TASK STATEMENT:
Retype precisely the section of the data that starts at the line containing "of the sputnik" and runs to its final line, ends included.

Entries from a point annotation set:
----

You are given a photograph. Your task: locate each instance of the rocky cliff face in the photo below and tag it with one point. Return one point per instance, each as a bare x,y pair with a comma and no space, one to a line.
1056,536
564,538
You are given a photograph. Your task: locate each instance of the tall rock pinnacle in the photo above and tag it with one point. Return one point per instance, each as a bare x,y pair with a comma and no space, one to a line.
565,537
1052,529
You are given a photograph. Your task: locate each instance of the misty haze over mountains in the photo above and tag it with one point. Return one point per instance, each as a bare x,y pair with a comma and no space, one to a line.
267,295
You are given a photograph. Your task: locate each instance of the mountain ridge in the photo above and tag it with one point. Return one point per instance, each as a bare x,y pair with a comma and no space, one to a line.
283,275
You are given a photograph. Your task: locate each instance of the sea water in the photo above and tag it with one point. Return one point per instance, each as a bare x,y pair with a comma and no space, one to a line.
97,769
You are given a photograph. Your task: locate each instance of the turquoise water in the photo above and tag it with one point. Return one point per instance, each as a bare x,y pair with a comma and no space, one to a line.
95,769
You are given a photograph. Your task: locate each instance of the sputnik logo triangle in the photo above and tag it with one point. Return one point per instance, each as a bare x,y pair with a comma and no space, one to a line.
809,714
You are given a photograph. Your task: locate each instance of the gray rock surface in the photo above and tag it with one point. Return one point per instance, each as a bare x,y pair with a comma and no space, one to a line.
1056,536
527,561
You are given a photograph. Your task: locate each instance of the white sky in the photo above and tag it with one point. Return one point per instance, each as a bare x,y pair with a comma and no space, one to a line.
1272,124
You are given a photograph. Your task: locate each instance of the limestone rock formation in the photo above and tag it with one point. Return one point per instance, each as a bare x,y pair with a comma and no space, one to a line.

----

ANSWER TO THIS TASK:
You are given a photograph. Your task: locate each instance of the sputnik logo triangle in the photo above and tag it with one point. Return one point per instance, each as a bare x,y pair with a comma and no space, one to a line.
809,714
You are given a photograph. Your task: locate each instance of the gray rock surface in the photo above and tag it with one point. Return one point per instance, each as a bare x,y pair with a comma and no space, one to a line.
1056,536
527,561
You are given a photograph. Your task: locate each instance of the white sky in the photo above and tag it with one point. Return one point per instance, each as a bare x,y pair with a comma and no space, one to a line.
1272,124
You are given a photograph. Your task: locate each instance of the limestone rock formation in the photo above and tag it with one point. Return one point per instance, each as a bare x,y pair with a comma and no space, one to a line.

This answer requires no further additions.